YOUR ASSIGNMENT — In the entries below, find the lines with the word "Query" and copy them.

DATASET —

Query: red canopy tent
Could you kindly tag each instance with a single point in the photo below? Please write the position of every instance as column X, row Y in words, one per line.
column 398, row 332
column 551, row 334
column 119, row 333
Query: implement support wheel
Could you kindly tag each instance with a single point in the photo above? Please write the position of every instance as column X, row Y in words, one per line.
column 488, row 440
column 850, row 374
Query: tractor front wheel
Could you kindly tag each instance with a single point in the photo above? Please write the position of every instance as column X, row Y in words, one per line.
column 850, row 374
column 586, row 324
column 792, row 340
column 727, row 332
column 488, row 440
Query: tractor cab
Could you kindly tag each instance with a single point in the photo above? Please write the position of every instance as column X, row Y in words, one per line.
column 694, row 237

==

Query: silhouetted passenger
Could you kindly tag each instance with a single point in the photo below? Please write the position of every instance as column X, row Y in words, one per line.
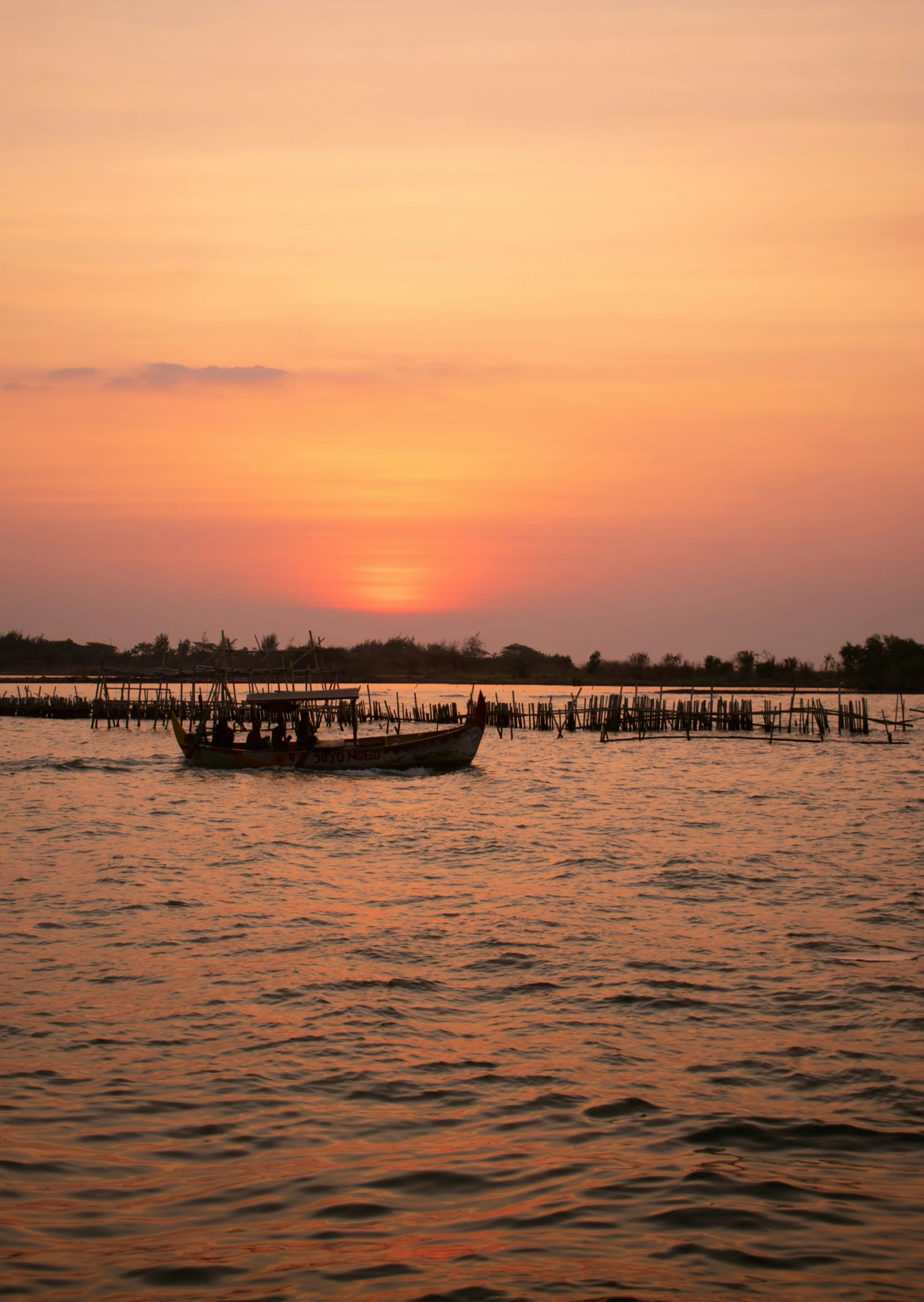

RESULT OF THE TASK —
Query: red canopy tent
Query: implement support wheel
Query: tractor front wheel
Query: tractor cab
Query: silhouetted passenger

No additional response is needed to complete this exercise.